→ **Source material**:
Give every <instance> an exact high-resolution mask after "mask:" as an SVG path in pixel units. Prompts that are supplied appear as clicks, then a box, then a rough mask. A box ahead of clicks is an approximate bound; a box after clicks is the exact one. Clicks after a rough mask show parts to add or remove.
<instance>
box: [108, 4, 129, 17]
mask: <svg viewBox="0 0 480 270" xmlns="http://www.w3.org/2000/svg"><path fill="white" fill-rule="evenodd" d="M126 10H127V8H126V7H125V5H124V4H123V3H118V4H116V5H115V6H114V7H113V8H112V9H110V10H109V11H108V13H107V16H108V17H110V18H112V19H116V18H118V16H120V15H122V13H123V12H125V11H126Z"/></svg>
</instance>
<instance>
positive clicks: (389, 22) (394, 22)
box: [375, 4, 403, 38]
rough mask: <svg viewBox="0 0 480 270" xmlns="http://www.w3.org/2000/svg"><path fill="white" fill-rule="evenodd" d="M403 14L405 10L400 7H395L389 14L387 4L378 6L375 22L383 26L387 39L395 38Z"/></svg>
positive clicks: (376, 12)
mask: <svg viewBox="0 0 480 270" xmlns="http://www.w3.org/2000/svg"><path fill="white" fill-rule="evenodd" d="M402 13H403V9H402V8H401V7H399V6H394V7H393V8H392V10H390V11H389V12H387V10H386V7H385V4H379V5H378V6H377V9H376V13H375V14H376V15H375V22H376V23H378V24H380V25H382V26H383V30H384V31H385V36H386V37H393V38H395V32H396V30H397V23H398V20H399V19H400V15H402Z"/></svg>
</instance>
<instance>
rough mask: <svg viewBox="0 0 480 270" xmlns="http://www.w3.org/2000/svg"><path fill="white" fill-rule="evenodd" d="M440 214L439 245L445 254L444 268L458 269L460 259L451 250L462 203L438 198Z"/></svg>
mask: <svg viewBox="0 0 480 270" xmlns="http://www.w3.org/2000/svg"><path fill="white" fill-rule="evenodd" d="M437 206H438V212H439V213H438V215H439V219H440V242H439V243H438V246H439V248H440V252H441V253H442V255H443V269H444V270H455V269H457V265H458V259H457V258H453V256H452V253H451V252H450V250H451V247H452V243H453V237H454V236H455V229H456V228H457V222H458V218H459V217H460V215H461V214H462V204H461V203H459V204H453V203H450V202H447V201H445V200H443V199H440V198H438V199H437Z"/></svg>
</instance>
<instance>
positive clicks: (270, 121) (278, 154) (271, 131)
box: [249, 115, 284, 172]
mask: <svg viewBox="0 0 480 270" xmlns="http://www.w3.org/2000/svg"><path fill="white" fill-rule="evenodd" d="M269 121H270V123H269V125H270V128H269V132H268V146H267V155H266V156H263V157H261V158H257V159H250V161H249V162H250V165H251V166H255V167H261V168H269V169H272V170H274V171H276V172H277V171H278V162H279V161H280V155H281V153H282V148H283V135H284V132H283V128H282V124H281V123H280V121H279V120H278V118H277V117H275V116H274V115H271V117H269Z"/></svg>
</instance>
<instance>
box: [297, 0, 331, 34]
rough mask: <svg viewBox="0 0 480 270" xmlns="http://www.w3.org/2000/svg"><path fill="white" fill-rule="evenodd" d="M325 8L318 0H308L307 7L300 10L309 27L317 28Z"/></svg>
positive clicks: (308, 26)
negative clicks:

→ **What the exercise asks**: Using the entries above, repeat only the lines from the one containing "box: [108, 4, 129, 17]" through the one containing "14L405 10L400 7H395L389", end lines included.

→ **Task answer**:
box: [108, 4, 129, 17]
mask: <svg viewBox="0 0 480 270" xmlns="http://www.w3.org/2000/svg"><path fill="white" fill-rule="evenodd" d="M126 10H127V8H126V7H125V5H124V4H123V3H118V4H116V5H115V6H114V7H113V8H112V9H110V10H109V11H108V13H107V16H108V17H110V18H112V19H116V18H118V16H120V15H122V13H123V12H125V11H126Z"/></svg>
</instance>
<instance>
positive clicks: (389, 22) (394, 22)
box: [375, 4, 403, 38]
rough mask: <svg viewBox="0 0 480 270" xmlns="http://www.w3.org/2000/svg"><path fill="white" fill-rule="evenodd" d="M403 14L405 10L400 7H395L389 14L387 4L378 6L375 22L383 26L387 39L395 38Z"/></svg>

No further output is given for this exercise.